* _To be done_:
Please retype the entries below word for word, starting at the line containing "the lug nut." and ending at the line containing "x=418, y=543", both lines included.

* _Data provided_:
----------------

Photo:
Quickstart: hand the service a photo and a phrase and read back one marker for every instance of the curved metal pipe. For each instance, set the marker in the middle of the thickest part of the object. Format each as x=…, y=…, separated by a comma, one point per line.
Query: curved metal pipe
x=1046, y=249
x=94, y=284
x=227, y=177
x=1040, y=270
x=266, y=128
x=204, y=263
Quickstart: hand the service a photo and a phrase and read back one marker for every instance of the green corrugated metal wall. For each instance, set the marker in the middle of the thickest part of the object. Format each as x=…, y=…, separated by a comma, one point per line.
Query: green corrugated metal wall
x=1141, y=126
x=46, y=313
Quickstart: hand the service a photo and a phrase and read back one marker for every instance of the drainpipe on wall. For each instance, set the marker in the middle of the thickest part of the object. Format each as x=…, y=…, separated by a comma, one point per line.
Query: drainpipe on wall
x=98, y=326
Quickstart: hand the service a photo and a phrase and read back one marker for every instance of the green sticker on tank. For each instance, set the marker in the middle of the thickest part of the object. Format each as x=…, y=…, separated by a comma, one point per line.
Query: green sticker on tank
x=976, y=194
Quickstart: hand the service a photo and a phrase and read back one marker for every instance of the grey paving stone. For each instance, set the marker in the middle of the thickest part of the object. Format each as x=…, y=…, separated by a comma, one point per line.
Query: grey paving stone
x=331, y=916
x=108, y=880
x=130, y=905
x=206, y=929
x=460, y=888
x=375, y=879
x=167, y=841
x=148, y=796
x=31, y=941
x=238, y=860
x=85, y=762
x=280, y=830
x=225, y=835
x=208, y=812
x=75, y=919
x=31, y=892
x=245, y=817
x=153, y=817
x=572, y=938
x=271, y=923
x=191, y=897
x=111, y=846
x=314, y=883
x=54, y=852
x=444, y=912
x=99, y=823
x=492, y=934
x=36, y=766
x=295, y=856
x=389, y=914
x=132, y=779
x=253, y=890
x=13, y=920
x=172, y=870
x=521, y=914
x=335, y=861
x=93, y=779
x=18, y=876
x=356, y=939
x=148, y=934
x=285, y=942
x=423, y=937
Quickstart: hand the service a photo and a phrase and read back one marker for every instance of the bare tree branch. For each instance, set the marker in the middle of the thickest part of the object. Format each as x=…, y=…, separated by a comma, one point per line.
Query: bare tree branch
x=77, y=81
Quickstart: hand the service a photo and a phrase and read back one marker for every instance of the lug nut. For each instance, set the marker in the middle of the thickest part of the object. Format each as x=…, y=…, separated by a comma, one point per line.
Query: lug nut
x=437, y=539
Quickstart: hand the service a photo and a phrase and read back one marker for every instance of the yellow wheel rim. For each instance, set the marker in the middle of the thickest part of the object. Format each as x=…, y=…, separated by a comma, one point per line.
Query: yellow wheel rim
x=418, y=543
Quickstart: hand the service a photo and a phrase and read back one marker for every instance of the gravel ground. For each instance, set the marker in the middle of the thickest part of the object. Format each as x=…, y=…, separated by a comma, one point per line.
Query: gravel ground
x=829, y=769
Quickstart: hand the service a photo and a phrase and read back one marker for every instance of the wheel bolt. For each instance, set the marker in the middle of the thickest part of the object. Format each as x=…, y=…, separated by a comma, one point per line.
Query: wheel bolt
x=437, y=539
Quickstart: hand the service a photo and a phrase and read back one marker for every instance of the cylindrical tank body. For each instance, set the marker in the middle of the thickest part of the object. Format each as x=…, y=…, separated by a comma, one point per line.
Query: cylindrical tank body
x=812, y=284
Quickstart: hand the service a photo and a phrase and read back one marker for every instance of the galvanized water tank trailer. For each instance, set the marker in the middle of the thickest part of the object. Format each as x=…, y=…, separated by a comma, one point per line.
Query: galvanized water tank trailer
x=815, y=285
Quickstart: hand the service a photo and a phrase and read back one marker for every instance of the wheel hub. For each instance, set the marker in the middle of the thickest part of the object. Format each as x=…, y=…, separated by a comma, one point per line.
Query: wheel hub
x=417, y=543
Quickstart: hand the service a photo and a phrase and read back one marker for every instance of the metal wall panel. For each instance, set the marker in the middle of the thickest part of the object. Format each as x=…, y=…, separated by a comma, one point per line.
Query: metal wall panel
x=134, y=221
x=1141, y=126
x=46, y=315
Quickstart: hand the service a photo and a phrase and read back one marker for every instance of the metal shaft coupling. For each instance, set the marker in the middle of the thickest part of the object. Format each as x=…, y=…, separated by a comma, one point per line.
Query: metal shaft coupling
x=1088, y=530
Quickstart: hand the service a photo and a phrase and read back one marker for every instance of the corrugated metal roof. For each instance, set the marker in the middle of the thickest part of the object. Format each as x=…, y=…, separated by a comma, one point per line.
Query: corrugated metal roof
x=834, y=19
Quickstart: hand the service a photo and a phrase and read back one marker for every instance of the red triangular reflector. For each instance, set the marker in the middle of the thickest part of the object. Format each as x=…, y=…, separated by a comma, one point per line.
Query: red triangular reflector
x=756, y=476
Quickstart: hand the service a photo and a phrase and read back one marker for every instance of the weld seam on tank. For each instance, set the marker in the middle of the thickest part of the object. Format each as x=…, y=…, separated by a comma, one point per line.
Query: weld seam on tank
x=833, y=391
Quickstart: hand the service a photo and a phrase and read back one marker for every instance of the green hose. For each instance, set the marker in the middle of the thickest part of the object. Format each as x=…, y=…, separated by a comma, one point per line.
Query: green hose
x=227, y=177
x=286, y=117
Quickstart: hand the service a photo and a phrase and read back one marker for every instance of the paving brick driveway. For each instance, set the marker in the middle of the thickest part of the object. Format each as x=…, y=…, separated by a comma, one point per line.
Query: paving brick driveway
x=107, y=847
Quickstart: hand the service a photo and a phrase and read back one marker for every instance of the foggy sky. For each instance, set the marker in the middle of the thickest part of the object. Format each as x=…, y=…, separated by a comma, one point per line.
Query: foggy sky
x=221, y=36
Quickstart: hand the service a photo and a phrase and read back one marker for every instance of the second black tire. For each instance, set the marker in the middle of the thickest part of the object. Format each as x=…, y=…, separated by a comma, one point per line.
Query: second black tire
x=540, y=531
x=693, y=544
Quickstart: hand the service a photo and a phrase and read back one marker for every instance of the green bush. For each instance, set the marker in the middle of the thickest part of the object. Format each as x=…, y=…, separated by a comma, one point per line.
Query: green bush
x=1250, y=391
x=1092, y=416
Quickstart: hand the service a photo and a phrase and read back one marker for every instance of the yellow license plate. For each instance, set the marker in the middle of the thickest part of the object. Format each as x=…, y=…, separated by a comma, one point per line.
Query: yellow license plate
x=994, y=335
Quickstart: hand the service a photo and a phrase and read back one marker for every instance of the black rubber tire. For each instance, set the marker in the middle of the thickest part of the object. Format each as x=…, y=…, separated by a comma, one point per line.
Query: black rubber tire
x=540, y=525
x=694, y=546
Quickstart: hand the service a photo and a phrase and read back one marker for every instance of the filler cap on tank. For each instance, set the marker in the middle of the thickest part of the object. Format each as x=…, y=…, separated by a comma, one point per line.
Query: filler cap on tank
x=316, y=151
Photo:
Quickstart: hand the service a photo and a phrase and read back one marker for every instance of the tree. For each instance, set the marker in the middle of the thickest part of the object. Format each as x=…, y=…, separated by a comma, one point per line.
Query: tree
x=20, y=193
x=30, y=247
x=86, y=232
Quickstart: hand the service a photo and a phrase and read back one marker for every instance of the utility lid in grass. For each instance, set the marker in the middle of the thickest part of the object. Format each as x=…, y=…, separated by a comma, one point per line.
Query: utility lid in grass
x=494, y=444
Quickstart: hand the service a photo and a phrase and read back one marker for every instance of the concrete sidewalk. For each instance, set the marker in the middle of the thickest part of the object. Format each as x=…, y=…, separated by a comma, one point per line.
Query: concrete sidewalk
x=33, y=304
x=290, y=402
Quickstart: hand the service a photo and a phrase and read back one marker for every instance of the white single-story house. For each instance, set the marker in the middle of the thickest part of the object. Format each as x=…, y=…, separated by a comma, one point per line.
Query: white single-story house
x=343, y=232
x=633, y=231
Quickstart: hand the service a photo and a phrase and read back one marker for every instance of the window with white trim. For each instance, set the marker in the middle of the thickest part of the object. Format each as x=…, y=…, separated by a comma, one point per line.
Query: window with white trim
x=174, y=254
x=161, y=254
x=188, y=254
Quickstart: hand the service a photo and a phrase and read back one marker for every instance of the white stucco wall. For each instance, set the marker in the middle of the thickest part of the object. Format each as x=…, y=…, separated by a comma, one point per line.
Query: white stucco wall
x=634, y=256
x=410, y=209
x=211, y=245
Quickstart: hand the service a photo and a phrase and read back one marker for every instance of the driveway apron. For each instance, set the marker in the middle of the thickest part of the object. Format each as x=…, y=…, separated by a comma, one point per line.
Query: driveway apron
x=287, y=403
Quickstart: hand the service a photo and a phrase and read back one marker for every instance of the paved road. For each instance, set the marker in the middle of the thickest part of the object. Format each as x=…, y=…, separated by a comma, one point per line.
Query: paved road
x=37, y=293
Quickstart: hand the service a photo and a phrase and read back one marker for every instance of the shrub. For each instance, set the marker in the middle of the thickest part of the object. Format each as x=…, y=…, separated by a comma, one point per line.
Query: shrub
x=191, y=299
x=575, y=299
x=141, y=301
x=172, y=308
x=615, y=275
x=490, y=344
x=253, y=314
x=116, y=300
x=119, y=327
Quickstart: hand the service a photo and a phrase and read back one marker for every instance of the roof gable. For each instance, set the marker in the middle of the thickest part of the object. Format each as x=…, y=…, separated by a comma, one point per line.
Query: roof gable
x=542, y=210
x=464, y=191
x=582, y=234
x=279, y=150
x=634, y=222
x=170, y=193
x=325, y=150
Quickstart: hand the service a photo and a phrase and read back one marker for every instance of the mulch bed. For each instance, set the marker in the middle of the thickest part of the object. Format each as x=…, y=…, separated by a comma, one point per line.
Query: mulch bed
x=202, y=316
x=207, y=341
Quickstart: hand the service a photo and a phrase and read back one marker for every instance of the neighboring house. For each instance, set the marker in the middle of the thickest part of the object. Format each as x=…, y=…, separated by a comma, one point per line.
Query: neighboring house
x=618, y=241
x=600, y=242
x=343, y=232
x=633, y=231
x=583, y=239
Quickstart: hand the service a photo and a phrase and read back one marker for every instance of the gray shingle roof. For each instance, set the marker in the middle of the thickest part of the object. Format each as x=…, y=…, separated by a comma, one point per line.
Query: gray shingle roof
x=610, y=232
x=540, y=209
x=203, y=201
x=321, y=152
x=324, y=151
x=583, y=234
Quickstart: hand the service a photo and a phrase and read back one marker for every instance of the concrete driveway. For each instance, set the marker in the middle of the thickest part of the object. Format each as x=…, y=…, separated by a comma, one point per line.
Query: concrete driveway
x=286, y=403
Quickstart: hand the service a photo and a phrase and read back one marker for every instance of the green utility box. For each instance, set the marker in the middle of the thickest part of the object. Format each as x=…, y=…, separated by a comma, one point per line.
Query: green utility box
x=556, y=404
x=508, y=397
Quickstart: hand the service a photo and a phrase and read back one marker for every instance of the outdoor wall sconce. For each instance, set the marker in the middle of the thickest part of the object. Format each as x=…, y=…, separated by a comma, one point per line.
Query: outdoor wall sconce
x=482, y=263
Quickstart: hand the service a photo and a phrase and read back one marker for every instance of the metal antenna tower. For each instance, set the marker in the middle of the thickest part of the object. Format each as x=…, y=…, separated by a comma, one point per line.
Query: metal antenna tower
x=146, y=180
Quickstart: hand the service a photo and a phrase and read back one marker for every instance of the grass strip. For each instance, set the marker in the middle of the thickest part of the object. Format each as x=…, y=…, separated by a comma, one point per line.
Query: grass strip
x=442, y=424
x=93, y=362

----------------

* _Response to this task_:
Quickstart: hand the service a photo and a phrase and read back one marker for every instance of the lug nut. For each instance, set the marker in the middle of the thickest part of the object. Format each as x=…, y=…, separated by a comma, one point per line.
Query: lug nut
x=437, y=539
Quickstart: hand the service a photo and a phrase and read back one marker for every instance of the yellow wheel rim. For each instance, set the marker in the middle of the thickest part of the object. Format each as x=…, y=…, separated by a comma, one point per line.
Query: yellow wheel rim
x=418, y=543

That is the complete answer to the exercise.